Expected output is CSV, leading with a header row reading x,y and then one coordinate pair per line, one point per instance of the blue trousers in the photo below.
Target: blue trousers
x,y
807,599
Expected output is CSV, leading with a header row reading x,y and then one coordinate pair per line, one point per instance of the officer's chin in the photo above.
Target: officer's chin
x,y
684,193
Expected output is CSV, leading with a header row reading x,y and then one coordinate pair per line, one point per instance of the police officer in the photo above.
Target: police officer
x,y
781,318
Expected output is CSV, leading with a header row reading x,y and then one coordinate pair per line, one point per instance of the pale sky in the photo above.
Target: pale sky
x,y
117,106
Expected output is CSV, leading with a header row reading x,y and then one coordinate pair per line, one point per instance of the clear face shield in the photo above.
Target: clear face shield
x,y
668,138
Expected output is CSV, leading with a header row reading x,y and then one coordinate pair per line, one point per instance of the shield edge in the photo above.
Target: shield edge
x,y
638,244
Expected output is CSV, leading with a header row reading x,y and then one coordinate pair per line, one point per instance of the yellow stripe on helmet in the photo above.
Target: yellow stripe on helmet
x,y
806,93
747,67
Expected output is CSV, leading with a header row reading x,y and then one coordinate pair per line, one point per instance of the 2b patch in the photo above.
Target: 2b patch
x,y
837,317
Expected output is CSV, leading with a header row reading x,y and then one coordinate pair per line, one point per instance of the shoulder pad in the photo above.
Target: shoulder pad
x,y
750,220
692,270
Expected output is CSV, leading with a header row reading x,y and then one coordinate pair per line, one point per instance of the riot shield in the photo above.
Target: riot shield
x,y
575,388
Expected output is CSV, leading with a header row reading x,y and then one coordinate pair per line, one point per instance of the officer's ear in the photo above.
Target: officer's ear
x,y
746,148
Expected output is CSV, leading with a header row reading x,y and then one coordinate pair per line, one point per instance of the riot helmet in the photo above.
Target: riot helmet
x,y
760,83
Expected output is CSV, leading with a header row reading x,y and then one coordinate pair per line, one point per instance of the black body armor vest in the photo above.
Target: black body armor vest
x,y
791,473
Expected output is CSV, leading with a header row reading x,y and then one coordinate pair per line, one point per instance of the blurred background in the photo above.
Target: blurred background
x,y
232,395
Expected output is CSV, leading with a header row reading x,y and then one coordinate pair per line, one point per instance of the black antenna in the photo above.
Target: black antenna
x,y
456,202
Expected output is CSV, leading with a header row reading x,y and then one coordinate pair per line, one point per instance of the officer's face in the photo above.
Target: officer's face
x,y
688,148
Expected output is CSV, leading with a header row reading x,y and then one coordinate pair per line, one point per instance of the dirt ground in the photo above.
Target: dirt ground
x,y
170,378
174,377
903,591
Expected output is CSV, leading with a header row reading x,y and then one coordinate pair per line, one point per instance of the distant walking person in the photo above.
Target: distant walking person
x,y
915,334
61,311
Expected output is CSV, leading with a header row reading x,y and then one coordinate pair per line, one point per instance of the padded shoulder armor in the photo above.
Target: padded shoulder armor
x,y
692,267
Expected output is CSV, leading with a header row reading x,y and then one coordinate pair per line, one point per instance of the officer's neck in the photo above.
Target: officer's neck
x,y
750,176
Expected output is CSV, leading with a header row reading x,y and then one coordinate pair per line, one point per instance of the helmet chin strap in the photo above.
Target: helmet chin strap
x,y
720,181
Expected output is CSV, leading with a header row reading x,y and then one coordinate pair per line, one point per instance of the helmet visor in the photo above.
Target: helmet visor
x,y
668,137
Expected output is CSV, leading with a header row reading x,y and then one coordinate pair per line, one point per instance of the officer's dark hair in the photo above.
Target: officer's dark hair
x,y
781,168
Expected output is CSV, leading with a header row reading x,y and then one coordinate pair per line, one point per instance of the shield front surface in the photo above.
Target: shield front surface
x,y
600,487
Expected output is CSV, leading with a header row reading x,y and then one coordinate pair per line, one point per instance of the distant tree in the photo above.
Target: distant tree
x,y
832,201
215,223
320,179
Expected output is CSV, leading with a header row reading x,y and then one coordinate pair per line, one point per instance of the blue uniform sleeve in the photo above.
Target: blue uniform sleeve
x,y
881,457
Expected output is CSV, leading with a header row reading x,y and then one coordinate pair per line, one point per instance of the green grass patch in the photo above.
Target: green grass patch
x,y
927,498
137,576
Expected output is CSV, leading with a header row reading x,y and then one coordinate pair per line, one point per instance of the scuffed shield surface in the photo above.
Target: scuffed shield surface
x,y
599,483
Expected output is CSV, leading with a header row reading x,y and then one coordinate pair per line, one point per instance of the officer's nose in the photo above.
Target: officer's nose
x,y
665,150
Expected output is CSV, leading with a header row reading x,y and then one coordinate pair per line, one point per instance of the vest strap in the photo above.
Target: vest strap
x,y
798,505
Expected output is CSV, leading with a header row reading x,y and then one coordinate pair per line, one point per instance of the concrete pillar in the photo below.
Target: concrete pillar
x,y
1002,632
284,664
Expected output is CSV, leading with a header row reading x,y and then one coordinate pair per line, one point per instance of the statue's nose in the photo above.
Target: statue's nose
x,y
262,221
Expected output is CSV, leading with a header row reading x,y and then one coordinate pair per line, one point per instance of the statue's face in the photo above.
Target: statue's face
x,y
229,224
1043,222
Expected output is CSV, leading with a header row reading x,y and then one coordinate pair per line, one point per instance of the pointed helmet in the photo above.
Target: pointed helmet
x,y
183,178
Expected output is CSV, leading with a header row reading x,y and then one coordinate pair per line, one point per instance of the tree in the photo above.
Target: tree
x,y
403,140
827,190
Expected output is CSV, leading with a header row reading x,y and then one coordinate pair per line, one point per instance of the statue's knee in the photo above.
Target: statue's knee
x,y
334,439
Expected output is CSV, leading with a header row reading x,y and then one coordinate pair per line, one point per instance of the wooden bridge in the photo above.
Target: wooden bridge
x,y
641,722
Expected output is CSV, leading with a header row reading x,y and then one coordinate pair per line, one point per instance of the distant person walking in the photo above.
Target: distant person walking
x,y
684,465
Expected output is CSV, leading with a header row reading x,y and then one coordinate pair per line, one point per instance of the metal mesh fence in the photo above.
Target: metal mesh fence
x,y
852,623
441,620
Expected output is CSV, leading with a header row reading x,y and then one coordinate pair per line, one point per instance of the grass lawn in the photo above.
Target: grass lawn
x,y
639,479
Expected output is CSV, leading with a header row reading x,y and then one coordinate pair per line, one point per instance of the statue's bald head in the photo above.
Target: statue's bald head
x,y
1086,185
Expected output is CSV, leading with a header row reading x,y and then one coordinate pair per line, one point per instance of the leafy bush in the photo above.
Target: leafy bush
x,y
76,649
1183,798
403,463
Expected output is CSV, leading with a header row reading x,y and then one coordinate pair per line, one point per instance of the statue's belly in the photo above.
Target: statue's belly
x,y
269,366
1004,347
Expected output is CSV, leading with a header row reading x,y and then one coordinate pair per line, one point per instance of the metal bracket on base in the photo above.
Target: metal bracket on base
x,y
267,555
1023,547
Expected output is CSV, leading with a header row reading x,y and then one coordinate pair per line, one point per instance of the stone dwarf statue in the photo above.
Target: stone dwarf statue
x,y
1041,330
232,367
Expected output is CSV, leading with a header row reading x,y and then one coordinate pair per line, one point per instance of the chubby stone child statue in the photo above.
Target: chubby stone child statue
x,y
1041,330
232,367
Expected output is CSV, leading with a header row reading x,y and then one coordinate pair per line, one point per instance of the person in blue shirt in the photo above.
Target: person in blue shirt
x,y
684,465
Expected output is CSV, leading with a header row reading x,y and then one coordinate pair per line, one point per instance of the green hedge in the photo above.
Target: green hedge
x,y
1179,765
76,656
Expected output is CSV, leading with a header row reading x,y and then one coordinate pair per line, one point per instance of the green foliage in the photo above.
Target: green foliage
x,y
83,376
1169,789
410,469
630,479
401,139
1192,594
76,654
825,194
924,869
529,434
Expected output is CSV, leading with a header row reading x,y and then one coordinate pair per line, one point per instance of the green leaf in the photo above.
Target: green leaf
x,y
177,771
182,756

[Goal of the exercise]: Counting only lines that hold the word "below", report how many there are in the listing above, as a number alone.

[Task solution]: 2